→ Work to do: Reproduce verbatim the portion of the listing below that begins with the line containing "Could you kindly annotate the green ceramic" and continues through the end of the listing, inclusive of both ends.

→ Supplied data:
---

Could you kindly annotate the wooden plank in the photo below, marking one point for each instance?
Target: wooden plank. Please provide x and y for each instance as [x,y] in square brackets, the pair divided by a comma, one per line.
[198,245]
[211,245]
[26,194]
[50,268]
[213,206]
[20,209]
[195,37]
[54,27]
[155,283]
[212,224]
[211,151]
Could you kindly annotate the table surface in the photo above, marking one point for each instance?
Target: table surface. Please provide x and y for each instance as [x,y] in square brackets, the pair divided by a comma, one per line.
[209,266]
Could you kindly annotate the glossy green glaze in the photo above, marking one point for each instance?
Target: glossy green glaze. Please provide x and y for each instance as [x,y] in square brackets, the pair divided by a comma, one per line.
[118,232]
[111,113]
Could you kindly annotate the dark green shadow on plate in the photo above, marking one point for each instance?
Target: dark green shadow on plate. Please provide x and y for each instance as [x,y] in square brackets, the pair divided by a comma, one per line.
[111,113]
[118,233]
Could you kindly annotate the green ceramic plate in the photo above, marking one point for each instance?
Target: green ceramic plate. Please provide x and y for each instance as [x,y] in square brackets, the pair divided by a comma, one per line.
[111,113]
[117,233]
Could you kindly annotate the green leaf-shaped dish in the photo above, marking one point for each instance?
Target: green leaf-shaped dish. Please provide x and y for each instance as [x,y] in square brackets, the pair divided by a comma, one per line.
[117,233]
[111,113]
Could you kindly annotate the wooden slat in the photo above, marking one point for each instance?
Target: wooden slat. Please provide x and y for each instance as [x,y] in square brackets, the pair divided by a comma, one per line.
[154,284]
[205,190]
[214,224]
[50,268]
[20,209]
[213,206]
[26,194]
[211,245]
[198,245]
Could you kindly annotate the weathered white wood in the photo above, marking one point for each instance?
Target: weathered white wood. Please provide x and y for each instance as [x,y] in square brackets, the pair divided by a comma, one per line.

---

→ The result:
Could you kindly annotate the green ceramic plate in the photo above, marking one point for each instance?
Target: green ceramic plate. Please provide x and y for each instance as [x,y] in square brackets, the pair divided by a comma, one per line.
[111,113]
[117,233]
Could you kindly annotate the green leaf-shaped dish in the photo above, marking one point for each instance?
Target: green leaf-shaped dish. Please provide x and y for each instance as [x,y] in square brackets, the pair divided by a comma, one per line.
[117,233]
[111,113]
Could you kindly annotate the wooden slat in the photo above, marking one point for each instance?
Target: wooden slat. Please provide x and y for each instance as [x,y] in square brackets, the pair divided by a comma, one per line.
[154,284]
[205,190]
[214,224]
[50,268]
[20,209]
[213,206]
[26,194]
[211,245]
[198,245]
Could you kindly annotate the weathered white wood in the photo above, marking one point for each instance?
Target: weathered white wood. Please provide x and y for each instance as [x,y] in square brackets, the pair divided by a comma, one per line.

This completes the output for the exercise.